Coordinate annotation records
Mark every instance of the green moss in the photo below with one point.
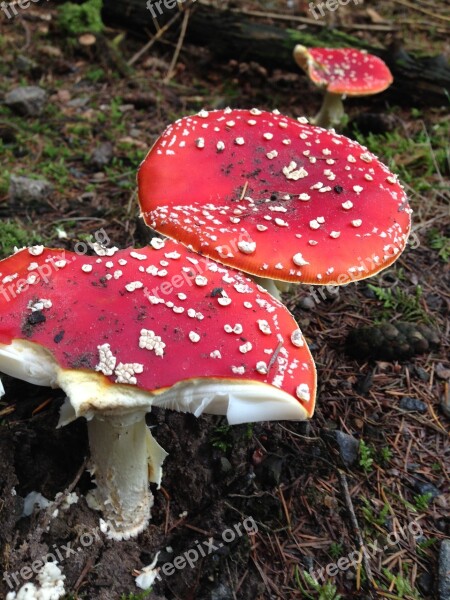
(12, 235)
(75, 19)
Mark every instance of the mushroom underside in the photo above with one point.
(124, 455)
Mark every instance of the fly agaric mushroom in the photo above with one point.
(159, 326)
(274, 197)
(341, 72)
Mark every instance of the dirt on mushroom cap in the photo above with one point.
(151, 318)
(274, 197)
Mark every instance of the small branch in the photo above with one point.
(355, 525)
(429, 13)
(171, 71)
(154, 39)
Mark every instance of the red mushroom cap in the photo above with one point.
(274, 197)
(344, 70)
(155, 319)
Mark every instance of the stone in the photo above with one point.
(424, 487)
(102, 155)
(444, 570)
(28, 100)
(348, 447)
(413, 404)
(306, 303)
(25, 189)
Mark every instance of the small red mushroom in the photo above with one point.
(341, 72)
(274, 197)
(126, 330)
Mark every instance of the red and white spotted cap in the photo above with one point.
(274, 197)
(344, 70)
(156, 326)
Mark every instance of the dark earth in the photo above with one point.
(372, 466)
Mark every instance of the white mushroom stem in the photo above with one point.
(122, 459)
(331, 111)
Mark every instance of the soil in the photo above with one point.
(287, 478)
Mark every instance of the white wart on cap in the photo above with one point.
(155, 326)
(281, 199)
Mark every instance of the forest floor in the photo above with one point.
(311, 508)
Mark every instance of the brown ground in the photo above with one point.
(287, 476)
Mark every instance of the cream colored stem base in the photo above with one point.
(119, 464)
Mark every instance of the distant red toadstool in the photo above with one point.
(341, 72)
(159, 326)
(274, 197)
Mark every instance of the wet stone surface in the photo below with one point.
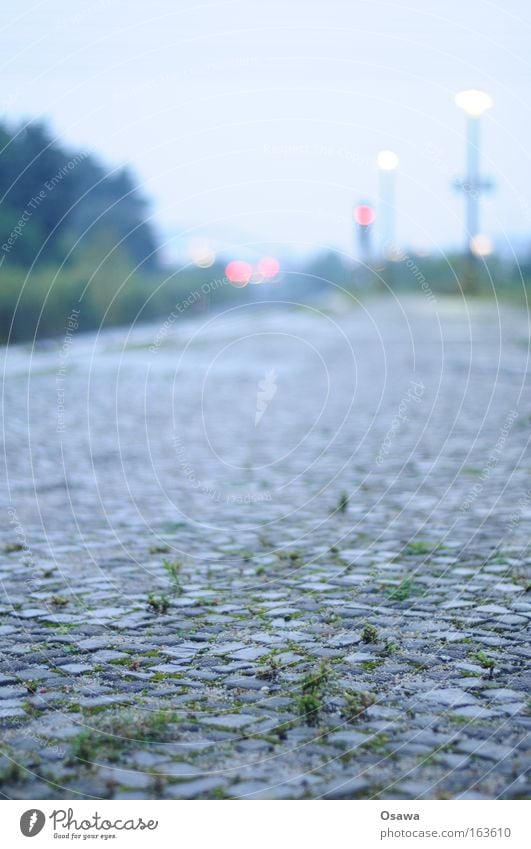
(329, 602)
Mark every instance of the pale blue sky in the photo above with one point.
(258, 120)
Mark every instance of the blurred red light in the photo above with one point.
(364, 215)
(238, 272)
(268, 266)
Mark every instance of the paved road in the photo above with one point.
(269, 554)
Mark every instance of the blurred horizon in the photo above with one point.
(259, 124)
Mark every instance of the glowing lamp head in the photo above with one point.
(268, 267)
(238, 272)
(474, 102)
(387, 160)
(364, 215)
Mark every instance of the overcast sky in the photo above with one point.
(257, 121)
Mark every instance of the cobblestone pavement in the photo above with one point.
(269, 554)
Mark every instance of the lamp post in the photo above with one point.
(474, 104)
(364, 217)
(387, 162)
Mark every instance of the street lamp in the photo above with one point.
(474, 103)
(364, 216)
(387, 162)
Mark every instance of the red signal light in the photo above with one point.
(364, 215)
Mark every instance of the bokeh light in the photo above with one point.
(364, 215)
(238, 272)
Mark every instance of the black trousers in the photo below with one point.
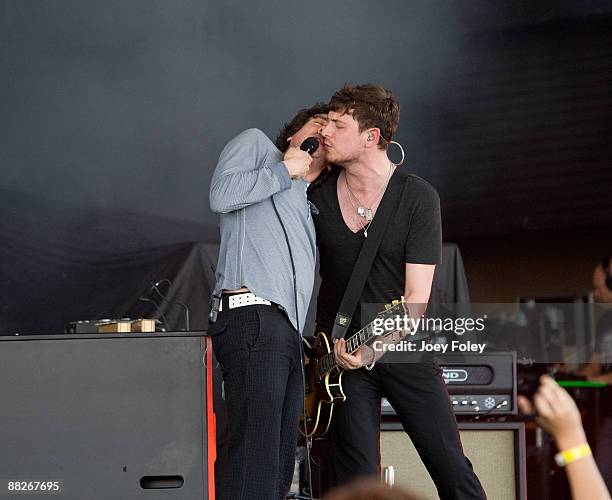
(259, 353)
(419, 396)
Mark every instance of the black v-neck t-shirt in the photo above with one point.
(412, 236)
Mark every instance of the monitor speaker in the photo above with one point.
(496, 450)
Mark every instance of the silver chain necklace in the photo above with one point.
(362, 211)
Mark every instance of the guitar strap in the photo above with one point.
(369, 249)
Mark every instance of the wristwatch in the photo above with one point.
(572, 454)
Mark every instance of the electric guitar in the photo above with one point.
(323, 382)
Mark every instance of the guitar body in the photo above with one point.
(321, 392)
(323, 376)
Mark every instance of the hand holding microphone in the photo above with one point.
(297, 160)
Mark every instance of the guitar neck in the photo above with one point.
(328, 362)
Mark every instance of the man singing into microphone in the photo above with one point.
(263, 286)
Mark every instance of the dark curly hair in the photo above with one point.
(372, 106)
(298, 121)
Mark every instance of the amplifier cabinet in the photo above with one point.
(121, 417)
(478, 384)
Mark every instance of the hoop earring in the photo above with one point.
(402, 151)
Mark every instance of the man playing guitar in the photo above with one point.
(361, 125)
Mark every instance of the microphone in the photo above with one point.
(161, 313)
(310, 145)
(155, 287)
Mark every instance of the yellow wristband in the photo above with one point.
(572, 454)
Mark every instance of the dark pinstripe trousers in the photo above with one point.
(259, 353)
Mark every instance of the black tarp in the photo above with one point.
(62, 263)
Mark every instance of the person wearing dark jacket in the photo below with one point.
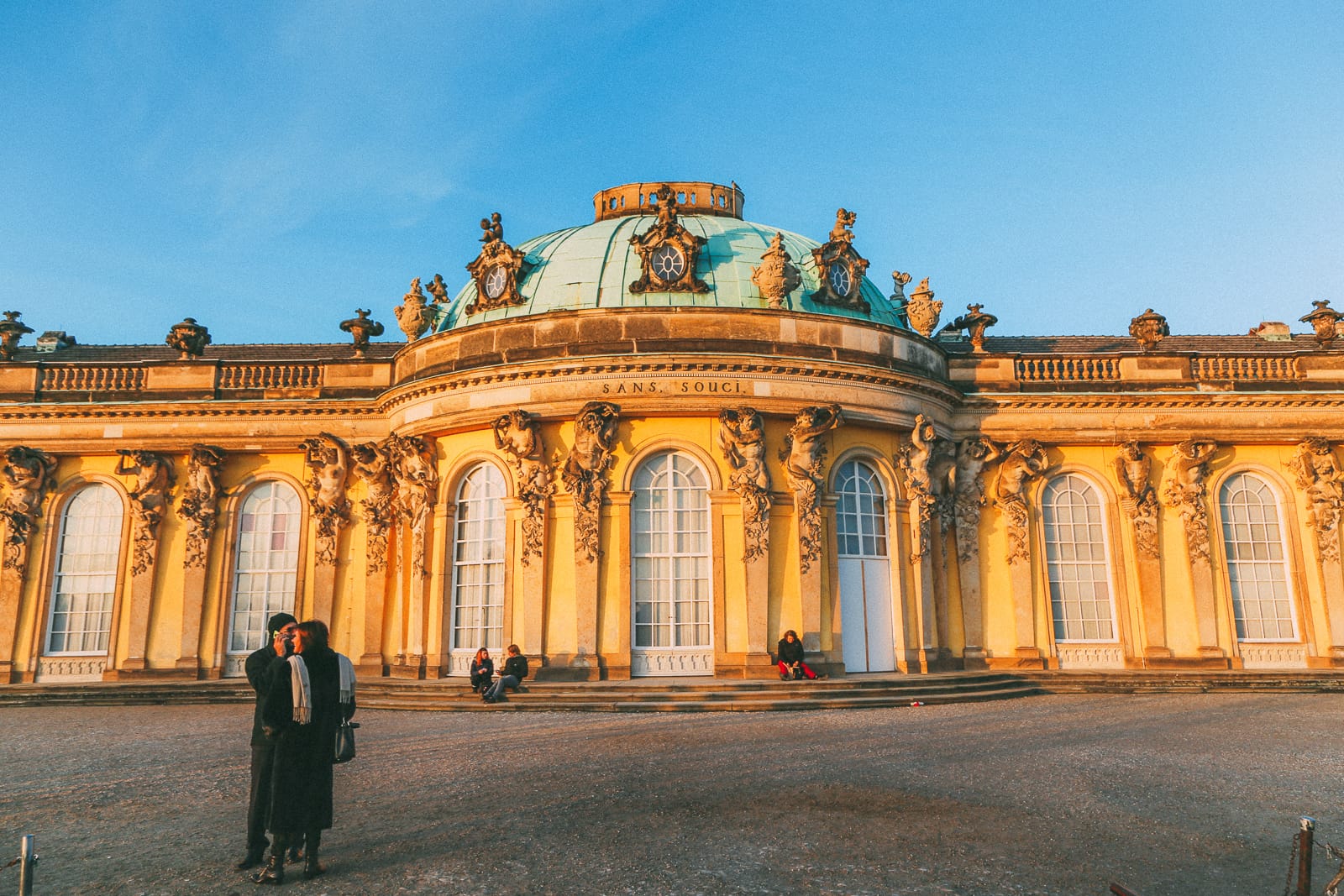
(790, 658)
(308, 699)
(483, 669)
(261, 665)
(512, 674)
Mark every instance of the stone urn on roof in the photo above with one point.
(11, 331)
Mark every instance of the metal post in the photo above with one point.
(1304, 856)
(27, 859)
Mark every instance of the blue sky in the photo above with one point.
(266, 168)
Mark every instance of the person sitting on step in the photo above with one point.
(483, 669)
(511, 676)
(790, 658)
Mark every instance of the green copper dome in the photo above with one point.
(593, 266)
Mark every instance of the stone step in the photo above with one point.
(541, 703)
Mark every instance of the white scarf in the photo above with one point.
(347, 678)
(302, 691)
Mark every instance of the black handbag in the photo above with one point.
(344, 747)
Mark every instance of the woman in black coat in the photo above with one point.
(304, 732)
(483, 669)
(790, 658)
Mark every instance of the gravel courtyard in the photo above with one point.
(1173, 795)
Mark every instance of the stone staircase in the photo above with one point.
(1194, 681)
(706, 694)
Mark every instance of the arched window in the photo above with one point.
(1077, 560)
(266, 563)
(1256, 567)
(671, 557)
(479, 560)
(87, 573)
(866, 611)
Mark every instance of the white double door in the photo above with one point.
(866, 614)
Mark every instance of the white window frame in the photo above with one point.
(1233, 566)
(665, 562)
(850, 512)
(481, 537)
(1062, 570)
(108, 531)
(276, 600)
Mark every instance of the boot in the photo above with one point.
(311, 867)
(275, 871)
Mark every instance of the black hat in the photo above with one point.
(279, 622)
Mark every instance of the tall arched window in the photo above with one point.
(266, 563)
(866, 613)
(1077, 560)
(1257, 571)
(671, 567)
(87, 573)
(479, 560)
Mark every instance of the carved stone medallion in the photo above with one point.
(777, 275)
(1149, 328)
(924, 311)
(669, 253)
(1324, 322)
(188, 338)
(11, 331)
(414, 316)
(803, 454)
(840, 269)
(496, 270)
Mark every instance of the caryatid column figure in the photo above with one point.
(1321, 481)
(374, 466)
(916, 465)
(1186, 490)
(519, 437)
(803, 454)
(1021, 463)
(29, 473)
(327, 458)
(148, 506)
(968, 497)
(585, 479)
(198, 506)
(743, 443)
(1139, 503)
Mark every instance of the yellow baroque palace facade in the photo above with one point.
(647, 446)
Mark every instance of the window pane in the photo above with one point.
(1077, 562)
(87, 553)
(1256, 566)
(860, 512)
(671, 553)
(266, 564)
(479, 560)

Short task:
Without including any pictures, please restate all the records exactly.

Answer to the exercise:
Mark every instance of the green moss in the photo below with one point.
(12, 235)
(75, 19)
Mark every instance of the mushroom underside in the photo above with one point.
(124, 455)
Mark every instance of the fly agaric mushroom in the photo above with one point.
(159, 326)
(274, 197)
(341, 72)
Mark every instance of the dirt on mushroom cap in the photo above with one point.
(151, 318)
(274, 197)
Mark every instance of the small branch in the photo above with one point.
(355, 525)
(429, 13)
(171, 71)
(154, 39)
Mark every instance of the red mushroom cap in the photo above with one point.
(274, 197)
(344, 70)
(155, 319)
Mark every instance of the stone in the photo above with one point.
(424, 487)
(102, 155)
(444, 570)
(28, 100)
(348, 447)
(413, 404)
(306, 303)
(25, 189)
Mark every instance of the small red mushroom in the photo above with one point.
(341, 72)
(274, 197)
(126, 330)
Mark every instance of the red and white spotted cap in the photo above with one point.
(274, 197)
(344, 70)
(156, 326)
Mark every instance of the dark earth in the photo above with one point.
(372, 466)
Mark every instance of the white mushroom stem in the photo above with one point.
(122, 459)
(331, 111)
Mark every instance of the soil in the photo above with one point.
(287, 478)
Mark every instance of the white wart on cap in the photo above with one point.
(155, 326)
(281, 199)
Mark every instance of the forest floor in the photo above with one point.
(311, 508)
Mark every instance of the brown ground in the photo above with one point.
(287, 476)
Mark every instance of the cream colored stem base in the photo above with one point.
(119, 464)
Mark every instance of the distant red toadstool in the photo above with one point.
(341, 72)
(159, 326)
(274, 197)
Mark every instance of the wet stone surface in the photo below with one point.
(329, 602)
Mark every instance of the pale blue sky in the photo above with one point.
(258, 120)
Mark every instance of the blurred red light in the photo above with one point.
(364, 215)
(238, 272)
(268, 266)
Mark every instance of the paved road in the photo above with one point.
(269, 554)
Mark every instance of the blurred horizon in the photo above with one point.
(259, 124)
Mark every instance of the glowing lamp head in the photo above with one point.
(268, 267)
(238, 272)
(474, 102)
(387, 160)
(364, 215)
Mark every instance of the overcast sky in the photo above with one point.
(257, 121)
Mark every instance of the cobblestone pavement in the photo above with one point.
(269, 554)
Mark every instance of the lamp post in the photo above with one point.
(474, 104)
(364, 217)
(387, 162)
Mark every instance of the street lamp in the photo above with one point.
(474, 103)
(364, 216)
(387, 162)
Mark every instance of the red signal light in the photo above with one point.
(364, 215)
Mark every instance of the bokeh light in the photo above with one point.
(364, 215)
(238, 272)
Mark every instance of the black trousers in the photo below with one point.
(259, 353)
(419, 396)
Mark every instance of the black v-neck t-shirt in the photo above with one point.
(412, 236)
Mark every instance of the monitor speaker in the photo above with one point.
(496, 450)
Mark every instance of the silver chain necklace in the photo above with one point.
(362, 211)
Mark every instance of the guitar strap in the photo above with one point.
(369, 249)
Mark every instance of the wristwatch in the photo above with one point.
(572, 454)
Mark every instance of the electric guitar in the photo above with one point.
(323, 382)
Mark every instance of the guitar body in the photo above with one point.
(321, 392)
(323, 376)
Mark every instance of the hand holding microphone in the photo above with one point.
(297, 160)
Mark every instance of the guitar neck in the photo above with one point.
(328, 362)
Mark every instance of the man singing into microphone in the photo above with one point.
(263, 286)
Mark every instance of the dark curly hair in the photo above with one point.
(372, 106)
(298, 121)
Mark every instance of the amplifier cabinet in the photo above with one point.
(121, 417)
(478, 384)
Mark every instance of the hoop earring in the photo above with one point.
(402, 151)
Mark every instance of the man playing guitar in the photo above with one point.
(361, 125)
Mark every instance of the microphone in the photo above with one point.
(161, 313)
(310, 145)
(155, 287)
Mark every instance of the yellow wristband in the photo above with one point.
(572, 454)
Mark every instance of the dark pinstripe trousers in the photo above with one point.
(259, 353)
Mark every instance of the black tarp in the photo above with one point.
(62, 263)
Mark every instance of the person wearing dark jacket in the photo below with one point.
(790, 658)
(308, 699)
(483, 669)
(261, 665)
(512, 674)
Mark every instance of the stone urn on roof in the photo above with one point.
(11, 331)
Mark every instance of the metal post in the photo above with one point.
(1304, 856)
(27, 859)
Mark every instance of the blue sky in the photo above with one point.
(266, 168)
Mark every instance of the person sitting on step in the photo above with one point.
(483, 669)
(511, 676)
(790, 658)
Mark every instance of the green copper dome in the photo above with one point.
(593, 266)
Mark every instance of the stone step in the photo above with one point.
(541, 703)
Mark every instance of the white scarf in the photo above with one point.
(347, 678)
(302, 691)
Mark every instance of the black handbag in the photo above with one point.
(344, 747)
Mark every instance of the woman in black coat in the photo above with one point.
(304, 732)
(483, 669)
(790, 658)
Mark every instance of the gravel courtyard in the photo above with one point.
(1173, 795)
Mark every instance of the stone staircase in the photo above with one point.
(1194, 681)
(706, 694)
Mark every instance of the arched window in the photo above with one point.
(1077, 560)
(266, 563)
(1256, 567)
(671, 557)
(479, 560)
(87, 573)
(866, 611)
Mark every instance of the white double door in the photo above with one point.
(866, 614)
Mark every instance of the white window frame in the photo above with one point.
(1233, 566)
(665, 562)
(850, 512)
(481, 537)
(1062, 570)
(108, 531)
(276, 600)
Mark every instance of the boot in the photo above with one point.
(311, 867)
(275, 871)
Mark every instance of the black hat in the photo above with one point.
(279, 622)
Mark every instance of the tall arched window in the photo above with one point.
(266, 563)
(866, 613)
(1077, 560)
(1257, 571)
(671, 567)
(87, 573)
(479, 560)
Mark every instance of the carved stone medallion in the photo above with one point.
(777, 275)
(1149, 328)
(924, 311)
(669, 253)
(1324, 322)
(188, 338)
(11, 331)
(414, 316)
(803, 454)
(840, 269)
(496, 270)
Mark every instance of the caryatid column figure in the photo above with one point.
(1321, 481)
(374, 466)
(916, 465)
(1186, 490)
(519, 437)
(803, 454)
(1021, 463)
(29, 473)
(327, 458)
(148, 506)
(968, 497)
(585, 479)
(198, 506)
(743, 443)
(1139, 503)
Mark every instance of the yellow baroque palace facade in the photo above with one point.
(647, 446)
Mark every instance of the window pane in the photo above with one point.
(1077, 562)
(87, 553)
(1256, 566)
(860, 512)
(671, 553)
(266, 564)
(479, 560)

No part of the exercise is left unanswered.